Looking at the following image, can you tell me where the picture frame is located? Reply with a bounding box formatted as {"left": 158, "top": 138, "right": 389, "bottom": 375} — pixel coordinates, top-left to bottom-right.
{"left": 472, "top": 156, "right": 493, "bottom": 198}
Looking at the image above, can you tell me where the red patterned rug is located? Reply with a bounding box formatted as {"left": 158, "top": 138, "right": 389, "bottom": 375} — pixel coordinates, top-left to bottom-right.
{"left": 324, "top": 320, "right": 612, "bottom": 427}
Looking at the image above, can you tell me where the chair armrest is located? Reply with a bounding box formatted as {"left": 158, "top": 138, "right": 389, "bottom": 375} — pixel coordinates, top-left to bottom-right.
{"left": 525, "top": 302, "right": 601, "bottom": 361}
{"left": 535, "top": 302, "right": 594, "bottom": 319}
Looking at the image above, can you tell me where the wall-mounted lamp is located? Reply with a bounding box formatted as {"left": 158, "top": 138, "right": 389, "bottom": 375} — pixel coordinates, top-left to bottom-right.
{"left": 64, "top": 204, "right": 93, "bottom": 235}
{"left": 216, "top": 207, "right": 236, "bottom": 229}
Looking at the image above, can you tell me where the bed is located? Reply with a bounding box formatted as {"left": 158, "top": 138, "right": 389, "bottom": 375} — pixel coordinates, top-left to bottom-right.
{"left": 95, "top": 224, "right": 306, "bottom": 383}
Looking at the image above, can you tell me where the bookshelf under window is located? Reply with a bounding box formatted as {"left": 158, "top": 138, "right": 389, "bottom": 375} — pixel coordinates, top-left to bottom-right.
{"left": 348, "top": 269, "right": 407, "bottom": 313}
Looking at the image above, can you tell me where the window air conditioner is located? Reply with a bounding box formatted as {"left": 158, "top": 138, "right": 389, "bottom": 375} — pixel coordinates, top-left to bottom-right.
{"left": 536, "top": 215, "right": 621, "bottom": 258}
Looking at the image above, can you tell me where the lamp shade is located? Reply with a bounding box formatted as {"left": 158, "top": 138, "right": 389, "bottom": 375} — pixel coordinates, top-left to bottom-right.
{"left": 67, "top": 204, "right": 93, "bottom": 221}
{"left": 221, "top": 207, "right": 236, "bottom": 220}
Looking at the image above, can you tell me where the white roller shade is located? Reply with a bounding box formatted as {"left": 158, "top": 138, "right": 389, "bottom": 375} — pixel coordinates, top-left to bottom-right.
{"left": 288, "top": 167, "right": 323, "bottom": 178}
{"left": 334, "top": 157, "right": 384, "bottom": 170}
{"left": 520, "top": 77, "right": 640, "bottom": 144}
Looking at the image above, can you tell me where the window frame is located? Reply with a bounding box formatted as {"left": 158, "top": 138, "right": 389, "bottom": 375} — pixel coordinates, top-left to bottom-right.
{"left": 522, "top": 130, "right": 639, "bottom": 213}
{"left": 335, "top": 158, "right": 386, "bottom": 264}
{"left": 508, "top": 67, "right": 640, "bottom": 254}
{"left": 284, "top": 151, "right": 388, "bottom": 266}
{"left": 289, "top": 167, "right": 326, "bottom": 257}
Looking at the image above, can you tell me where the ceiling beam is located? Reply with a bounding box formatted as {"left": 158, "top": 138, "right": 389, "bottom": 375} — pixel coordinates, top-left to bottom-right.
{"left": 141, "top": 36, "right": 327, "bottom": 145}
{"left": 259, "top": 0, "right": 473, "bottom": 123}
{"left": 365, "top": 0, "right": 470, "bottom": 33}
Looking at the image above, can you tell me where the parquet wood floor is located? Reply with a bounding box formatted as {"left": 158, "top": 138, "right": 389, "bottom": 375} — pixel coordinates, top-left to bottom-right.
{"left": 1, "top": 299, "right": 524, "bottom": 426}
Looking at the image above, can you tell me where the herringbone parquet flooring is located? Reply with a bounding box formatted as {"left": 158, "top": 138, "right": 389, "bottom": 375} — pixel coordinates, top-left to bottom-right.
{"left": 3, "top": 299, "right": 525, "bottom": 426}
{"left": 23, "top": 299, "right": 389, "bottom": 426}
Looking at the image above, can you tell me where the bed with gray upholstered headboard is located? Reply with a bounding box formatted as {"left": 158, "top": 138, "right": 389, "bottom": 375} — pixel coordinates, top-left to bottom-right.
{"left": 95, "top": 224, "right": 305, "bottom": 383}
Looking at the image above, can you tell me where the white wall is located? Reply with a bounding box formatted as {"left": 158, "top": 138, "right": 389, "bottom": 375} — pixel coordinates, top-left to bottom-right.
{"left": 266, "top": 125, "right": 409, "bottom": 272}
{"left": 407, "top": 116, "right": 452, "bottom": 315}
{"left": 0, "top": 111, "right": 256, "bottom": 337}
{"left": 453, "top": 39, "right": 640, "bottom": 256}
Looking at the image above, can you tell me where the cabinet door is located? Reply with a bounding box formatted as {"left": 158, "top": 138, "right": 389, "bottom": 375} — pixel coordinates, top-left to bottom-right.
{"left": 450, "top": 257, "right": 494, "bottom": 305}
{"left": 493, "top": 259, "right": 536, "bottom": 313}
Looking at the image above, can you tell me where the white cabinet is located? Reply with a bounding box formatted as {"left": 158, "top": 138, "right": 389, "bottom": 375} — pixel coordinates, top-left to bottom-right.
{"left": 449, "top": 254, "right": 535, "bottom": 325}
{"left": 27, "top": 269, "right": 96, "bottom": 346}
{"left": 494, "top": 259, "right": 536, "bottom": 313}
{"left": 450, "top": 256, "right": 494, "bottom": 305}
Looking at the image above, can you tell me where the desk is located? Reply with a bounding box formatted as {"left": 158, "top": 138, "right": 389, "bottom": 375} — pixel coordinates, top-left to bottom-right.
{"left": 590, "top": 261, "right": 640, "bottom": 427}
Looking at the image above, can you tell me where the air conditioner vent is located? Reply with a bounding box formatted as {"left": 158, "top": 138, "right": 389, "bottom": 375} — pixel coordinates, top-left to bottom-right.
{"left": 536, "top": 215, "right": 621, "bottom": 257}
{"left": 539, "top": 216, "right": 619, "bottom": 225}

###

▶ TASK REQUIREMENTS: The reply should consist of the records, reproduced exactly.

▶ SOLUTION TO THIS EXERCISE:
Looking at the following image, can you tell me where the picture frame is located? Reply with a bounding box formatted as {"left": 158, "top": 138, "right": 389, "bottom": 375} — pixel coordinates, top-left to bottom-right.
{"left": 472, "top": 156, "right": 493, "bottom": 198}
Looking at the image above, can you tell me where the red patterned rug is located? Reply with a bounding box formatted as {"left": 158, "top": 138, "right": 389, "bottom": 375} — pixel coordinates, top-left to bottom-right.
{"left": 324, "top": 320, "right": 612, "bottom": 427}
Looking at the image above, can you tell me where the chair armrest is located? Reply with a bounding box formatted as {"left": 158, "top": 138, "right": 389, "bottom": 375} — pixel coordinates, top-left to bottom-right.
{"left": 525, "top": 302, "right": 601, "bottom": 361}
{"left": 535, "top": 302, "right": 594, "bottom": 319}
Looking at the image above, can you tell me where the wall-mounted lamp is located? Reply with a bounding box formatted as {"left": 158, "top": 138, "right": 389, "bottom": 375} — pixel coordinates, top-left to bottom-right.
{"left": 64, "top": 204, "right": 93, "bottom": 235}
{"left": 216, "top": 207, "right": 236, "bottom": 229}
Looking at the image above, can you tell me where the bed is located? Reply with a bounding box formatted as {"left": 158, "top": 138, "right": 389, "bottom": 375} — pixel coordinates, top-left to bottom-right.
{"left": 95, "top": 224, "right": 306, "bottom": 383}
Looking at the image above, can you tell me where the bookshelf under window is located? Reply with a bounding box formatted as {"left": 158, "top": 138, "right": 389, "bottom": 375} — pixel coordinates, top-left to bottom-right.
{"left": 348, "top": 269, "right": 407, "bottom": 313}
Looking at the image above, can you tell me where the window air conditioner is located? Reply with a bounding box formatted as {"left": 158, "top": 138, "right": 389, "bottom": 375} — pixel coordinates, top-left to bottom-right.
{"left": 536, "top": 215, "right": 621, "bottom": 258}
Looking at the image above, can you tell me where the lamp shade is located? Reply with a bounding box formatted as {"left": 158, "top": 138, "right": 389, "bottom": 375} — pixel coordinates, top-left to bottom-right.
{"left": 67, "top": 204, "right": 93, "bottom": 221}
{"left": 221, "top": 207, "right": 236, "bottom": 220}
Looking at the image above, can you tell me where the white roller shade is located? Reply with a bounding box formatted as {"left": 158, "top": 138, "right": 389, "bottom": 375} — pixel coordinates, top-left to bottom-right.
{"left": 288, "top": 167, "right": 323, "bottom": 178}
{"left": 334, "top": 157, "right": 384, "bottom": 170}
{"left": 520, "top": 77, "right": 640, "bottom": 144}
Looking at the image above, can you tell me where the window frame is located? Reply with a bounding box formatted as {"left": 158, "top": 138, "right": 389, "bottom": 375} — pixel coordinates, top-left to bottom-right.
{"left": 522, "top": 130, "right": 639, "bottom": 213}
{"left": 335, "top": 158, "right": 386, "bottom": 264}
{"left": 508, "top": 67, "right": 640, "bottom": 254}
{"left": 284, "top": 151, "right": 388, "bottom": 266}
{"left": 289, "top": 167, "right": 326, "bottom": 257}
Looking at the image above, can you tell me where the ceiling beam is located? Reply with a bounding box formatted as {"left": 158, "top": 138, "right": 389, "bottom": 375} — pixel coordinates, top-left to bottom-right.
{"left": 141, "top": 36, "right": 327, "bottom": 145}
{"left": 259, "top": 0, "right": 473, "bottom": 123}
{"left": 365, "top": 0, "right": 470, "bottom": 33}
Looking at the image above, can you tell me where the parquet wood floor is located? Reply with a bounding box formatted as {"left": 158, "top": 138, "right": 389, "bottom": 375} — pixel coordinates, top-left to bottom-right.
{"left": 1, "top": 299, "right": 524, "bottom": 426}
Looking at the image above, can you tell me where the herringbone parquet flooring is located? Reply with a bounding box formatted as {"left": 158, "top": 138, "right": 389, "bottom": 375} — pixel coordinates, top-left to bottom-right.
{"left": 3, "top": 299, "right": 525, "bottom": 426}
{"left": 23, "top": 299, "right": 389, "bottom": 426}
Looking at the image above, can you tell me where the bed with gray upholstered headboard is located? Reply with a bounding box formatted as {"left": 158, "top": 138, "right": 389, "bottom": 375} — pixel coordinates, top-left to bottom-right.
{"left": 95, "top": 224, "right": 305, "bottom": 383}
Looking at the image above, can you tell me where the white wall is located? Reply with a bounding box formatted as {"left": 158, "top": 138, "right": 389, "bottom": 375} — pixel coordinates, top-left to bottom-right.
{"left": 266, "top": 125, "right": 409, "bottom": 272}
{"left": 407, "top": 116, "right": 452, "bottom": 315}
{"left": 0, "top": 111, "right": 256, "bottom": 337}
{"left": 453, "top": 39, "right": 640, "bottom": 256}
Looking at the image above, can you tell me where the cabinet door is located? Reply with a bounding box formatted as {"left": 158, "top": 138, "right": 389, "bottom": 375} — pixel coordinates, top-left to bottom-right.
{"left": 450, "top": 257, "right": 494, "bottom": 305}
{"left": 493, "top": 259, "right": 536, "bottom": 313}
Looking at the image above, can you tell me where the white cabinet is located? Reply with a bounding box formatted as {"left": 158, "top": 138, "right": 389, "bottom": 375} — pixel coordinates, top-left to bottom-right.
{"left": 449, "top": 254, "right": 535, "bottom": 325}
{"left": 27, "top": 269, "right": 96, "bottom": 346}
{"left": 494, "top": 259, "right": 536, "bottom": 313}
{"left": 450, "top": 256, "right": 494, "bottom": 305}
Looking at the image above, can you tell me where the desk is located? Reply with a bounding box formatted as {"left": 158, "top": 138, "right": 389, "bottom": 375} — pixel coordinates, top-left to bottom-right.
{"left": 590, "top": 261, "right": 640, "bottom": 427}
Looking at the image above, can you tell me where the air conditioner vent is located? Reply with a bounding box formatted as {"left": 158, "top": 138, "right": 389, "bottom": 375} — pixel coordinates, top-left to bottom-right.
{"left": 536, "top": 215, "right": 621, "bottom": 257}
{"left": 539, "top": 216, "right": 619, "bottom": 225}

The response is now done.